[Start of Stored records]

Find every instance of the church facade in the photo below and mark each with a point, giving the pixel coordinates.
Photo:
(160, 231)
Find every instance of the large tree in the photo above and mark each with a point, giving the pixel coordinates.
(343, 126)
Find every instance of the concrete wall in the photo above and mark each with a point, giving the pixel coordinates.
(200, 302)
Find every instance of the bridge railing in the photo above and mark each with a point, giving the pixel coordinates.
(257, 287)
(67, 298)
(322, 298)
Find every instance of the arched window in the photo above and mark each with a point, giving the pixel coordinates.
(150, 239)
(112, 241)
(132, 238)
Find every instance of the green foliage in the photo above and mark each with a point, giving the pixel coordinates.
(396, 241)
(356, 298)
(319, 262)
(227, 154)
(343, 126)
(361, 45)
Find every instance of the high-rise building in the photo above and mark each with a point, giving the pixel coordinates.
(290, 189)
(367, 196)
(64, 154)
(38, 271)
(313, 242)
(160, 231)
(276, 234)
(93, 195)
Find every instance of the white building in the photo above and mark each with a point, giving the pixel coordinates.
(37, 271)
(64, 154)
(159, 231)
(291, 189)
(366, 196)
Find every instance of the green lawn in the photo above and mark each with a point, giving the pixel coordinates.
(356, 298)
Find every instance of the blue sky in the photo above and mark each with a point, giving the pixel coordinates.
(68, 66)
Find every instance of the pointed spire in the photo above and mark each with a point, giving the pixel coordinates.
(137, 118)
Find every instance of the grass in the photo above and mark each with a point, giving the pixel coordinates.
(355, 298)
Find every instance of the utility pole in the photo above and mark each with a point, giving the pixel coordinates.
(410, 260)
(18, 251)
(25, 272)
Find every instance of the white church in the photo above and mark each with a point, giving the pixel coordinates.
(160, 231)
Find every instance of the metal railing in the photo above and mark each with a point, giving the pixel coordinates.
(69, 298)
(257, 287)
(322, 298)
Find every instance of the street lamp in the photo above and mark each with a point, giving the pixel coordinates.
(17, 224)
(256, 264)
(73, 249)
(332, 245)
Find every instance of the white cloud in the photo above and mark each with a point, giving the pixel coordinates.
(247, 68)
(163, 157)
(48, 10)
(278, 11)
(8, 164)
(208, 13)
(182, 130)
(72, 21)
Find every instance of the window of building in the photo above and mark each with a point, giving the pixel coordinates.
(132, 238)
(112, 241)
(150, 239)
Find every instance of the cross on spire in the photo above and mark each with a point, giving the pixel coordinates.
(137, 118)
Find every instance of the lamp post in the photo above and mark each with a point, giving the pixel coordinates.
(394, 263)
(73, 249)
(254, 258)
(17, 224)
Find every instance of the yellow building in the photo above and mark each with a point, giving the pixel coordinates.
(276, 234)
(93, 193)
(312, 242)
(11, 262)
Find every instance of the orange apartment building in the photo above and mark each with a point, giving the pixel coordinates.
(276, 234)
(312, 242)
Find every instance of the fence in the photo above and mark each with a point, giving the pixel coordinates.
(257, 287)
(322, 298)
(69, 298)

[End of Stored records]
[Start of Stored records]

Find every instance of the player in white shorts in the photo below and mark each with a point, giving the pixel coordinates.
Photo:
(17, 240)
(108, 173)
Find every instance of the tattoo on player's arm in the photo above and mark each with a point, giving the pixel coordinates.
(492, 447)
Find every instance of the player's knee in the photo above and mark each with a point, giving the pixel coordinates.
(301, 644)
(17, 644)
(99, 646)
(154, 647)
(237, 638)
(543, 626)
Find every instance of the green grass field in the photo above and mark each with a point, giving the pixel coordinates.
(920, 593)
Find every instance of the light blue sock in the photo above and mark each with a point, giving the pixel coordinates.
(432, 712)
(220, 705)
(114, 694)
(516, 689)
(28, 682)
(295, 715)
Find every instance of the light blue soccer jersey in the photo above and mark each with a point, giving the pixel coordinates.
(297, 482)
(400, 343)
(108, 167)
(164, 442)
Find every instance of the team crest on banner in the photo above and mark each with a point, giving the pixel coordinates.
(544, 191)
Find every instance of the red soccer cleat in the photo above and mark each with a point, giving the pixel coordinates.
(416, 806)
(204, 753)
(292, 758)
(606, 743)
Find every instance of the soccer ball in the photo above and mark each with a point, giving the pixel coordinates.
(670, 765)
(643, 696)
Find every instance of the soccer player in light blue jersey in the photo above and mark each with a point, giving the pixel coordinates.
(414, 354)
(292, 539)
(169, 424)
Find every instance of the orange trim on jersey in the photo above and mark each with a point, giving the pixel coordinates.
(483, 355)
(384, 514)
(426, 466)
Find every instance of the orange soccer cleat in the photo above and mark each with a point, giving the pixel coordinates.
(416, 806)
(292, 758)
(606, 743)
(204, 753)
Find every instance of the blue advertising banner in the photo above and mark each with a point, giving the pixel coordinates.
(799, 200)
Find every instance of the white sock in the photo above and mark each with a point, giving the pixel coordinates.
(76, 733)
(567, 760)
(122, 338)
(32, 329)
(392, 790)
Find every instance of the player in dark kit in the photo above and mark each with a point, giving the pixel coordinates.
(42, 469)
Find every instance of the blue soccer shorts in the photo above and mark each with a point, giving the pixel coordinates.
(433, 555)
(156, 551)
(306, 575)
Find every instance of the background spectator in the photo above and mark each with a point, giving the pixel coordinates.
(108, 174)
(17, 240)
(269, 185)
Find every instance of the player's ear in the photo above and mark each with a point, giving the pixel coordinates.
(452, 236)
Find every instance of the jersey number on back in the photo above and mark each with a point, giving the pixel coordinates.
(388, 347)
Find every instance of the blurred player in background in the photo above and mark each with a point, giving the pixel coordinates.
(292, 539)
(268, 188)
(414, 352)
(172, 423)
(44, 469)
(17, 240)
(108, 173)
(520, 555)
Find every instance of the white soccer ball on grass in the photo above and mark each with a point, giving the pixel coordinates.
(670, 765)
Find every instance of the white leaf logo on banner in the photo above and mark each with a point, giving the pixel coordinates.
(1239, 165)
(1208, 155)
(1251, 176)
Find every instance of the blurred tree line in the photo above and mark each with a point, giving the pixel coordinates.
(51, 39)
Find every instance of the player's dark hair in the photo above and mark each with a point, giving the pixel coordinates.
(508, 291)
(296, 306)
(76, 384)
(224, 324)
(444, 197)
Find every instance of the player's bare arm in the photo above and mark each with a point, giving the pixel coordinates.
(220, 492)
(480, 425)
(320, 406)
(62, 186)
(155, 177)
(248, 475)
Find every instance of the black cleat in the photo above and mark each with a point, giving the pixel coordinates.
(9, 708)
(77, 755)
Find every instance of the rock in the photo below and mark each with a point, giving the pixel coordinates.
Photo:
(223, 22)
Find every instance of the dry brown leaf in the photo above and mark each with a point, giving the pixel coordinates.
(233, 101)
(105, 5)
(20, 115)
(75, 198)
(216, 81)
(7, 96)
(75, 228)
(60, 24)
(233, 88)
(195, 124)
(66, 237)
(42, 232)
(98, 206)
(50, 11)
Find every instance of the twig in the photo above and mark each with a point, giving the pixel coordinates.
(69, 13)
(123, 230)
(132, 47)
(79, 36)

[End of Stored records]
[Start of Stored records]

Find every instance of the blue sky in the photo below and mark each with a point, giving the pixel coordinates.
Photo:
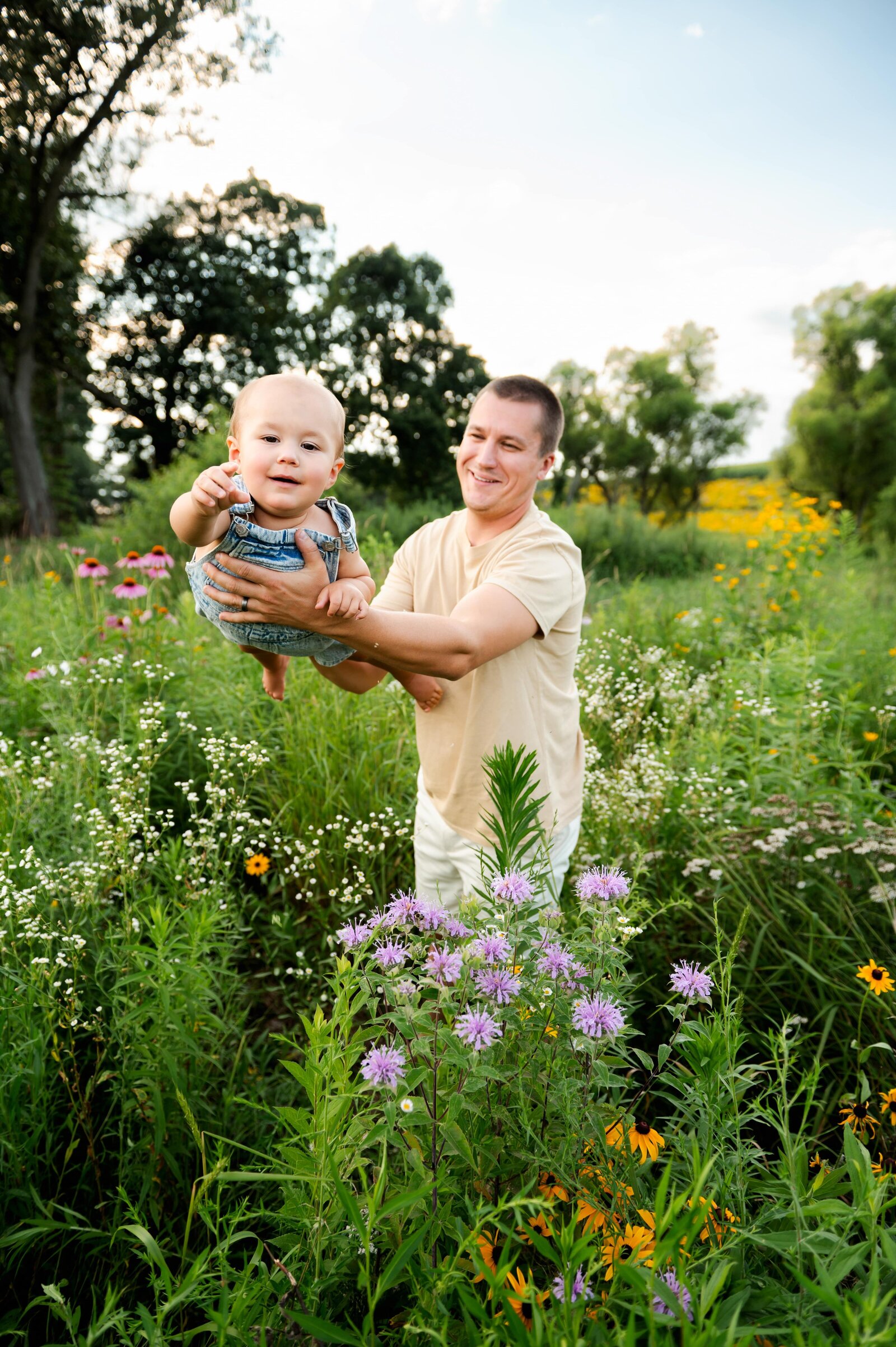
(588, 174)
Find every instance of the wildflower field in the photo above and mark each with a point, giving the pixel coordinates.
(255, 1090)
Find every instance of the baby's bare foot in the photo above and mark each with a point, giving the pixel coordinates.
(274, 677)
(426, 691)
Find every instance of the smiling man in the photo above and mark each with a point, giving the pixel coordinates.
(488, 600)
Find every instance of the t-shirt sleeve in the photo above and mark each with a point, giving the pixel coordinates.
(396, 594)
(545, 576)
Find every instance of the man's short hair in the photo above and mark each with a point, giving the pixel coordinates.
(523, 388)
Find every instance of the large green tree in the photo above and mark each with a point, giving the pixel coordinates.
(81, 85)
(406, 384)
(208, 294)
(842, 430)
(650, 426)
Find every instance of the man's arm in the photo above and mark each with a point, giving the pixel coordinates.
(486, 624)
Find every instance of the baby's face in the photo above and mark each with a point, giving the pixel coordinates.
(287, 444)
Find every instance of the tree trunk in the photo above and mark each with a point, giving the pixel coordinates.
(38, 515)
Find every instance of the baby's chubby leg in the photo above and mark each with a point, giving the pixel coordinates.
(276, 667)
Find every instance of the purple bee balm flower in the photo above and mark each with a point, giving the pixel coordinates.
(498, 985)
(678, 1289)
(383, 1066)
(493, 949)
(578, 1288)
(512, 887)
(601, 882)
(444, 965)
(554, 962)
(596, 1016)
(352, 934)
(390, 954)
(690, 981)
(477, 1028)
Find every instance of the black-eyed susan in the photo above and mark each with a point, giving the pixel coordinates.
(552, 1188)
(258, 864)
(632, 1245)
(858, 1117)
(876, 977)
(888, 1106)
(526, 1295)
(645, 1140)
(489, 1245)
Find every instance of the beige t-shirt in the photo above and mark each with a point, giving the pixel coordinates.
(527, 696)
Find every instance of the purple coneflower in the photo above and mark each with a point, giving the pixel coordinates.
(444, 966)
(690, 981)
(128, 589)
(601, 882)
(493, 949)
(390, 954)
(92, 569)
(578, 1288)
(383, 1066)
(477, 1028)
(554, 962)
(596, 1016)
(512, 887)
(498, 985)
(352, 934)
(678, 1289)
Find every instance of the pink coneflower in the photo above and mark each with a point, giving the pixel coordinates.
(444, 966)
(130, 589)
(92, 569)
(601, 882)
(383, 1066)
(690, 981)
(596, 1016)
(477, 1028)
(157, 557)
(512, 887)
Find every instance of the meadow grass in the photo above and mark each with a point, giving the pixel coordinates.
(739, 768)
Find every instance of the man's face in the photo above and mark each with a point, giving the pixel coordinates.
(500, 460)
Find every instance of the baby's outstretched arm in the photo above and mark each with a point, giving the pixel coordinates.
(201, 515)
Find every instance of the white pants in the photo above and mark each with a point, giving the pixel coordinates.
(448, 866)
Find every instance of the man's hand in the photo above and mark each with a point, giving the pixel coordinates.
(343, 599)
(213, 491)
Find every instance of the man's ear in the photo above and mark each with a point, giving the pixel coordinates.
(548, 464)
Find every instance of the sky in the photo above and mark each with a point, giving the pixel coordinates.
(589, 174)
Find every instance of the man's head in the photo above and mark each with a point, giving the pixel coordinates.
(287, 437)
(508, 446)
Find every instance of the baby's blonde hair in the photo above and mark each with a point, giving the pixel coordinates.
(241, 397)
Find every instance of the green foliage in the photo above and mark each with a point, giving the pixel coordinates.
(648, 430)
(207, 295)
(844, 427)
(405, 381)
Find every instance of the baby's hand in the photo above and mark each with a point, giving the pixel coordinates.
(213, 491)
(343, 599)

[End of Stored records]

State how many lines of the records contain the word "blurred". Give only the number.

2